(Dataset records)
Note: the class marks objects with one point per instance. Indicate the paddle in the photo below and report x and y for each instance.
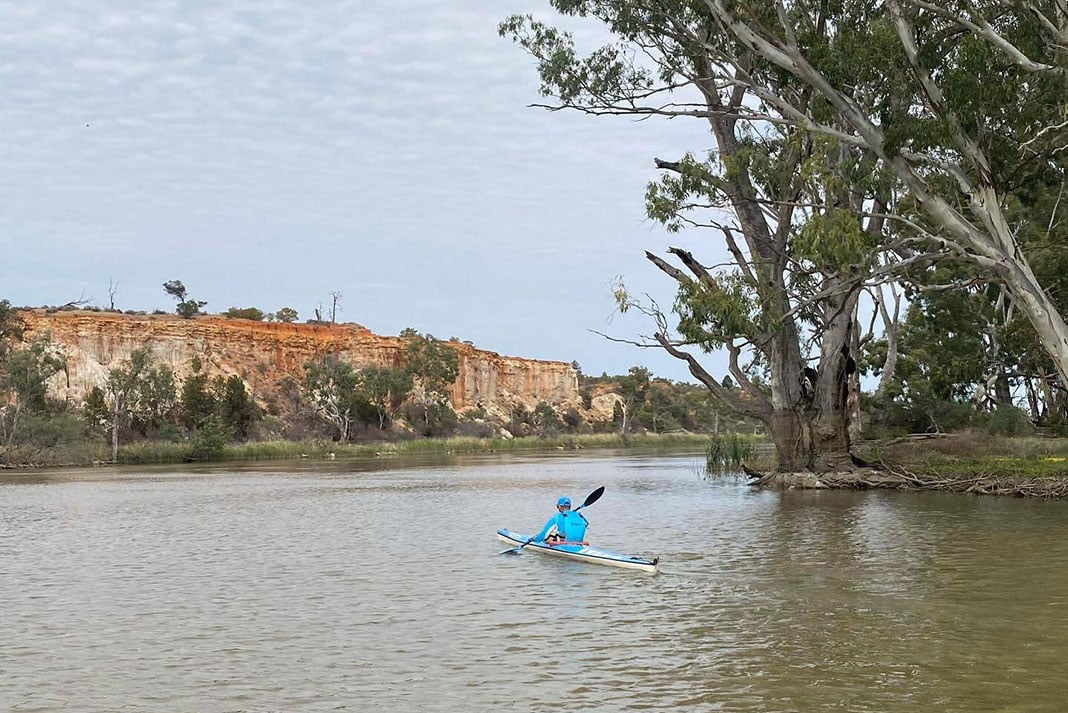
(591, 498)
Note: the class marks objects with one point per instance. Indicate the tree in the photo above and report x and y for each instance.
(131, 390)
(434, 366)
(330, 385)
(286, 315)
(11, 328)
(236, 410)
(967, 108)
(187, 307)
(254, 314)
(25, 375)
(800, 242)
(841, 160)
(334, 301)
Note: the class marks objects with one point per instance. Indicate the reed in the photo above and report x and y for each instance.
(725, 454)
(165, 452)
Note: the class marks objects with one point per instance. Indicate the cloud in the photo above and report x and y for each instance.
(273, 151)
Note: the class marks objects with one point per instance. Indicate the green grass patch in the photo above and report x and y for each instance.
(158, 452)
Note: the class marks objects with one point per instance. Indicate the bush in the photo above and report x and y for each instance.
(245, 313)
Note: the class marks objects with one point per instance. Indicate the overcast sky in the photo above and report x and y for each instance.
(267, 153)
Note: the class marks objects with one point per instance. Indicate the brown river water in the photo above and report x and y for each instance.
(352, 586)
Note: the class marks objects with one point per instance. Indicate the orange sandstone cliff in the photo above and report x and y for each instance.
(263, 353)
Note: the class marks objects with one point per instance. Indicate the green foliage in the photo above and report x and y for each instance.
(433, 363)
(330, 384)
(727, 453)
(385, 390)
(197, 403)
(1009, 421)
(186, 306)
(208, 440)
(286, 315)
(834, 240)
(235, 410)
(24, 376)
(11, 328)
(713, 313)
(245, 313)
(546, 420)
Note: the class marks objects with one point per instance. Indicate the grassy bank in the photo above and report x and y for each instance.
(972, 454)
(167, 452)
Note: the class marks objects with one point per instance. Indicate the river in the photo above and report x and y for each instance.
(333, 586)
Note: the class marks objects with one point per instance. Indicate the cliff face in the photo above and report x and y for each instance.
(262, 353)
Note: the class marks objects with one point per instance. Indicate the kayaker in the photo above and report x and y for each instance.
(566, 525)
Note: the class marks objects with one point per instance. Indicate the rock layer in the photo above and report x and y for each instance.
(262, 353)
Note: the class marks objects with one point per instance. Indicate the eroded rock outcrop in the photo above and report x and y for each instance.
(262, 353)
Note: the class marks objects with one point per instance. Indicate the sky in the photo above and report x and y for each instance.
(269, 153)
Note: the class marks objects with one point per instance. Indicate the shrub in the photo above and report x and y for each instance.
(1009, 421)
(245, 313)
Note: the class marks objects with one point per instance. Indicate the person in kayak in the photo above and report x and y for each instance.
(566, 525)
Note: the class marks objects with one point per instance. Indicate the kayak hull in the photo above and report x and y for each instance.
(581, 553)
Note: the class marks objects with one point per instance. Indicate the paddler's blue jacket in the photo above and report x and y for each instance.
(569, 523)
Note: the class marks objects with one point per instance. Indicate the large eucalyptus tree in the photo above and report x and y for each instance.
(801, 216)
(849, 135)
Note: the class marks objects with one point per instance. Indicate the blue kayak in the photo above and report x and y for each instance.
(581, 552)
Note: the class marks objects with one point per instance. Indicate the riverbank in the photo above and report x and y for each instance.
(162, 452)
(970, 462)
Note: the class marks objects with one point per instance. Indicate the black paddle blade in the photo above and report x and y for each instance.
(594, 496)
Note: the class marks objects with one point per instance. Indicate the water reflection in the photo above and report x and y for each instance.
(333, 586)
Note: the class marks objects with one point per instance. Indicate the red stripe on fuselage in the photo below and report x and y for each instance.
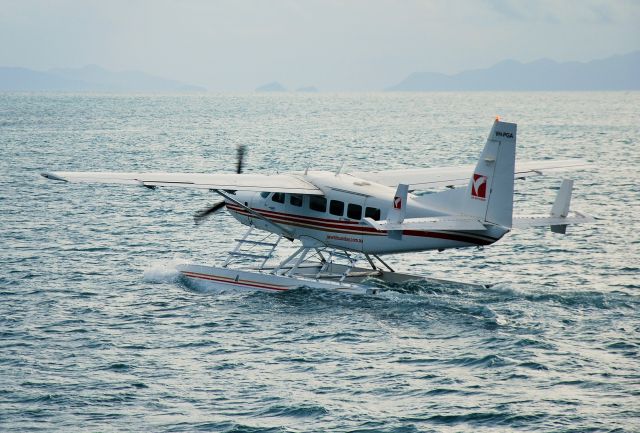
(353, 227)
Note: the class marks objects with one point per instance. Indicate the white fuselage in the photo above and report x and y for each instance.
(335, 219)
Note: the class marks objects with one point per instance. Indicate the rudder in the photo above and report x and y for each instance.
(489, 195)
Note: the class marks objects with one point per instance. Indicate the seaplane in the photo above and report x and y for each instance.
(342, 223)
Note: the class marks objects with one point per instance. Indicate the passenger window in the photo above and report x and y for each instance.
(318, 203)
(373, 213)
(295, 199)
(336, 207)
(354, 211)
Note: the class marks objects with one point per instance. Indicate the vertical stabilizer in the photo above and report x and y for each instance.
(489, 195)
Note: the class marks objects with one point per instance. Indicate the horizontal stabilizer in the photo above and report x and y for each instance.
(440, 177)
(223, 181)
(431, 224)
(522, 222)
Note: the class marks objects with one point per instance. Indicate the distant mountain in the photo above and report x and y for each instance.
(271, 87)
(90, 78)
(307, 89)
(613, 73)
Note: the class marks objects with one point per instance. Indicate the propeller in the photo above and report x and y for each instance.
(203, 214)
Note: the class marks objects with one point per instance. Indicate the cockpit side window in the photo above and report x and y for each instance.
(295, 199)
(278, 197)
(354, 211)
(318, 203)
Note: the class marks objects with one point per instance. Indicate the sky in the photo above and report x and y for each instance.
(335, 45)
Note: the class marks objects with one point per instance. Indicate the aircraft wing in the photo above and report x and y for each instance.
(433, 224)
(222, 181)
(431, 178)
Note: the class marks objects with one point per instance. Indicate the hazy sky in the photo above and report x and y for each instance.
(238, 45)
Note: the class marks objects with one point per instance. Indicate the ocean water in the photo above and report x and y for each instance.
(97, 332)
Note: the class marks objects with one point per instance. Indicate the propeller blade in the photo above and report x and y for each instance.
(241, 151)
(200, 216)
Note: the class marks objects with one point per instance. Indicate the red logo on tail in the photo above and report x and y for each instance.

[DESCRIPTION OF THE TASK] Repeat every one of the records above verbatim, line for line, but leave out the pictures.

[EXERCISE RESULT]
Note: the class marks objects with one point per instance. Indicate the paddle in the photo below and report x and y for each instance.
(591, 498)
Note: the class marks objects with one point per instance. Indicate the tree in the photo above and report x and y for each instance.
(131, 390)
(434, 366)
(330, 385)
(286, 315)
(11, 328)
(236, 410)
(967, 108)
(187, 307)
(254, 314)
(25, 375)
(800, 242)
(841, 160)
(334, 301)
Note: the class marks objects with one point per instance. Indicate the reed in the photo above and report x and y for each instance.
(725, 454)
(165, 452)
Note: the class marks objects with one point per instance. Indicate the cloud in the photo above and report x and y for each instance.
(273, 151)
Note: the class marks objects with one point per instance. Indicate the green grass patch in the photo above and report x and y for each instance.
(158, 452)
Note: the class marks objects with one point per instance. Indicate the bush in the photo above and report x and y for each instance.
(245, 313)
Note: the class marks objects with one point per instance. Indicate the overcast sky in the photo above and report x and y for each instance.
(267, 153)
Note: the class marks objects with one point per instance. Indicate the brown river water in the photo above and report x and y for each instance.
(352, 586)
Note: the class marks objects with one point per instance. Indicate the orange sandstone cliff in the photo above and report x and y for each instance.
(263, 353)
Note: the class marks objects with one point per instance. Indicate the green foliage in the photo above and report x and y for each instance.
(433, 363)
(330, 384)
(727, 453)
(385, 390)
(197, 403)
(1009, 421)
(186, 306)
(208, 440)
(286, 315)
(834, 240)
(235, 410)
(24, 376)
(11, 328)
(713, 313)
(245, 313)
(546, 420)
Note: the class marks objects with one point per instance. Indicate the grassy bank in the photo above and report x and y for each instance.
(972, 454)
(167, 452)
Note: the class marks objects with one point per instance. Indicate the river in the photo above and report x and y for each instance.
(333, 586)
Note: the class marks objects with one point per instance. Indicate the cliff face in the photo above and report x and y for each instance.
(262, 353)
Note: the class marks objects with one point per instance. Indicate the kayaker in the photo above and report x and y for each instance.
(566, 525)
Note: the class marks objects with one point per instance. Indicate the rock layer in the photo above and report x and y for each instance.
(262, 353)
Note: the class marks objects with one point per instance. Indicate the eroded rock outcrop in the photo above and report x and y for each instance.
(262, 353)
Note: the class marks objects with one point per instance. Indicate the sky in the photo above and report x and y for each instance.
(269, 153)
Note: the class marks objects with one point per instance. Indicate the shrub in the photo above and report x and y for each instance.
(1009, 421)
(245, 313)
Note: the class marks objects with one point per instance. Indicate the person in kayak in the photo above and report x and y for each instance.
(566, 525)
Note: the class marks objects with one point per instance. Indicate the kayak hull in the photo above and report x and y for each instance.
(581, 553)
Note: the class marks objects with one point per instance. Indicate the paddler's blue jacket in the photo above and report x and y for each instance.
(569, 523)
Note: the class marks objects with one point per instance. Indicate the large eucalyptus tree in the photo above and report x and y for each instance.
(801, 216)
(849, 135)
Note: the class marks objects with one point per instance. Indicate the blue kayak in the photo above and report x and y for each instance.
(581, 552)
Note: the class marks objects with one point per instance. Indicate the riverbank in the photo above and report x and y for each instance.
(162, 452)
(970, 462)
Note: the class marks objects with one point per instance. Indicate the black paddle blade in the photo above and report x and y for each instance.
(594, 496)
Note: the class marks objects with one point per instance. Indicate the water reflection in the photo above and report x and y for each instance.
(333, 586)
Note: the class marks objects with one point per instance. Indicate the red stripe on fuselage in the photo below and report x and y for each instance.
(353, 227)
Note: the class marks objects with one point per instance. Indicate the white fuselage in the photo above and report x and y for each instance.
(335, 219)
Note: the class marks objects with one point per instance. Indicate the rudder in the photo above and report x and y for each instance.
(489, 195)
Note: the class marks objects with one point per instance. Indicate the seaplane in the photo above and report x and y for each instance.
(342, 223)
Note: the class marks objects with one point per instance. Indicate the passenger window in the photo above and report x and y for each instance.
(318, 203)
(373, 213)
(295, 199)
(336, 207)
(354, 211)
Note: the class marks objects with one point per instance. Indicate the vertical stabilizer in the photo above and report x and y for each instance.
(489, 195)
Note: the class marks objects with one point per instance. Indicate the horizontal stabilizer in the photo above and report x and y for each instance.
(440, 177)
(223, 181)
(431, 224)
(522, 222)
Note: the class marks objects with one point per instance. Indicate the distant mountain in the photo above and report x and y for each instance.
(271, 87)
(90, 78)
(307, 89)
(613, 73)
Note: the class marks objects with one point per instance. Indicate the propeller in the photo above and report x and y for each instance.
(203, 214)
Note: the class marks objects with one point per instance. Indicate the cockpit side window in the photo above and report x and y for each instance.
(295, 199)
(278, 197)
(354, 211)
(318, 203)
Note: the class marks objects with one point per instance. Indicate the sky in the photo above and report x and y for each instance.
(335, 45)
Note: the class marks objects with one point per instance. Indicate the aircraft wing in the photo above and report x and y for each instance.
(433, 224)
(222, 181)
(431, 178)
Note: the class marks objects with one point per instance. Indicate the hazy sky in the photo above and report x and y for each instance.
(238, 45)
Note: the class marks objects with one point per instance. Indicate the ocean water in the photo above and report x and y for each instance.
(97, 332)
Note: the class marks objects with one point per instance. Indicate the propeller blade in the photo above and report x and y for each instance.
(241, 151)
(200, 216)
Note: the class marks objects with one point per instance. Indicate the red logo on tail in the photo above and report x and y for each instance.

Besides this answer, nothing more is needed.